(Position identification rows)
## Begin

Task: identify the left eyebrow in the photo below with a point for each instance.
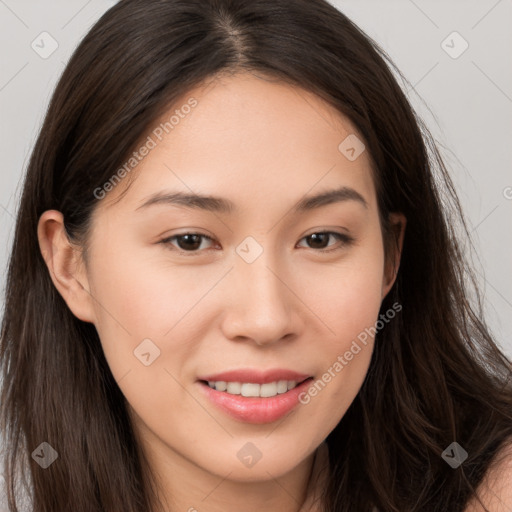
(223, 205)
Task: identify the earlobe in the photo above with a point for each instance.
(65, 265)
(397, 223)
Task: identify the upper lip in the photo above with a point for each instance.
(256, 376)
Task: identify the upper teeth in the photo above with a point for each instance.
(250, 389)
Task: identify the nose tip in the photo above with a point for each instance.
(263, 308)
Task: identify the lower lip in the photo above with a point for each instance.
(256, 409)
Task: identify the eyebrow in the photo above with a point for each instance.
(222, 205)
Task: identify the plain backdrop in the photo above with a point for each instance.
(467, 105)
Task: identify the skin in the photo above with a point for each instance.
(263, 145)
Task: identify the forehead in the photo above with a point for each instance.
(249, 137)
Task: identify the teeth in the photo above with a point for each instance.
(250, 389)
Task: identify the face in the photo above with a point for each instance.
(264, 291)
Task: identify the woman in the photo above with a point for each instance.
(233, 284)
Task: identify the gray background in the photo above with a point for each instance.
(469, 101)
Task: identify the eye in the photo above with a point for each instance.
(188, 242)
(318, 239)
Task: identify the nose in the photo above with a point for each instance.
(261, 306)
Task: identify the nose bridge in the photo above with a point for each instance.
(263, 306)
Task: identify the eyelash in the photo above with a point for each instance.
(342, 237)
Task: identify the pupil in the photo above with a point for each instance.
(317, 236)
(195, 239)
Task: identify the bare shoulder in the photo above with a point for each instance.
(495, 490)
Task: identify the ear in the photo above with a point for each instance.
(397, 223)
(65, 264)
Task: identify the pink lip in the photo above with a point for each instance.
(256, 376)
(255, 409)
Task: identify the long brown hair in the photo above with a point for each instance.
(436, 374)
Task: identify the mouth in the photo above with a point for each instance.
(254, 397)
(253, 389)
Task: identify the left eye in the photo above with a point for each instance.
(191, 242)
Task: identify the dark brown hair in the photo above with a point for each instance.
(436, 375)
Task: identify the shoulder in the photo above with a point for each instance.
(495, 491)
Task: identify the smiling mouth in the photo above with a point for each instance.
(251, 389)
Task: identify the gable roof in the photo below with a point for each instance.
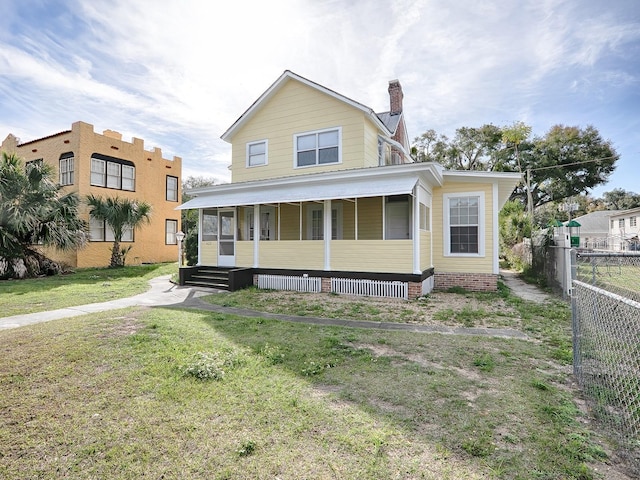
(279, 83)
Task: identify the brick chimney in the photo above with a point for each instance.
(395, 97)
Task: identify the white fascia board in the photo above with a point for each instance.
(278, 84)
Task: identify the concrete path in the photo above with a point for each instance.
(523, 289)
(164, 293)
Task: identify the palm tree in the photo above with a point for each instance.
(119, 214)
(34, 212)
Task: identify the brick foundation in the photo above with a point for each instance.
(475, 282)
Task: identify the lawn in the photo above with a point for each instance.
(88, 285)
(174, 393)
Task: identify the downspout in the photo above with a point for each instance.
(327, 224)
(256, 236)
(416, 230)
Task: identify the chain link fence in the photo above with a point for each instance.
(606, 340)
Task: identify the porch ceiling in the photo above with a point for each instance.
(233, 196)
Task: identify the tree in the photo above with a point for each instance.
(119, 214)
(189, 218)
(34, 212)
(566, 162)
(620, 199)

## End

» **Written exercise**
Copy every row above word for word, leaving the pictures out of your answer.

» **Answer to this problem**
Task: identify the left eyebrow in the photo below with a point for each instance.
(223, 205)
Task: identify the earlobe in the photo above with a point for each instance.
(65, 265)
(397, 223)
Task: identify the upper lip in the photo above with a point for each instance.
(256, 376)
Task: identify the upper teeth in the photo above with a point for each instance.
(250, 389)
Task: identify the nose tip in the photo above with a point for each instance.
(263, 308)
Task: identify the lower lip in the photo above with a point for each instance.
(256, 409)
Task: identify the eyebrow in the photo above with a point for each instance.
(222, 205)
Task: identify the plain backdrop in the photo above with a point for each instance.
(467, 105)
Task: identify the skin in the photo above with a point for each instance.
(263, 145)
Task: identify the forehead in the photo above with a point for each instance.
(249, 137)
Task: identify the teeth in the photo above with a point for each instance.
(250, 389)
Task: identify the face in the photo above with a point for each instance.
(264, 291)
Task: identify the woman in the photo above with a point for each instance.
(233, 284)
Task: identify the gray background in the photo above with a point for each instance.
(469, 101)
Task: identify the eye in the photo above with a point for each instance.
(188, 242)
(318, 239)
Task: identify the nose in the photo above with a point for each instance.
(261, 306)
Task: identify the nose bridge in the photo above with a point for each instance.
(263, 306)
Task: identify the eyelash in the photo above with a point for each instance.
(342, 237)
Task: identify the pupil in the photo above with a point for each instance.
(317, 236)
(195, 239)
Task: identify the bare shoulder in the photo above with a point for each instance.
(495, 490)
Task: identify the ear in the photo above with a point for each instance.
(397, 223)
(65, 264)
Task: identify the pink lip in the photo above with a point for each instance.
(256, 376)
(255, 409)
Task: identify the long brown hair in the photo above with a point for each instance.
(436, 374)
Task: identify the mouth in the photo above with a point for each instance.
(254, 397)
(253, 389)
Task: identify the left eye in the photo above with a point for each instance.
(191, 242)
Task: identify the dark brown hair in the photo above with a point for each instance.
(436, 375)
Task: identify the shoulder in the photo above with a point for each instance.
(495, 491)
Task: identify the smiling mouth in the photo above with a point for each instance.
(251, 389)
Task: identify the gable roof in the photo below with a point for each instance.
(279, 83)
Task: identify the brick chimney in the photo above with a point for each instance.
(395, 97)
Task: identify the white fascia board in the photo above with a point for each instance.
(278, 84)
Task: identify the concrete path in the photo above with a point for each instance.
(523, 289)
(164, 293)
Task: identify the palm tree in the photo above with a point for each instance.
(119, 214)
(34, 212)
Task: identify the brick foundation in the photo above with a point for each instance.
(475, 282)
Task: identify the lawn in the photo above with a point for each instance.
(88, 285)
(174, 393)
Task: identify the downspout in the photo above with a point for each instance.
(327, 224)
(256, 236)
(416, 230)
Task: identify the chain link fence in the photo above with a point for each instance.
(606, 340)
Task: identify the porch ceiling in the photo above with a point for each instance.
(233, 196)
Task: identify the tree in the photo above with a point for each instance.
(119, 214)
(189, 218)
(34, 212)
(566, 162)
(620, 199)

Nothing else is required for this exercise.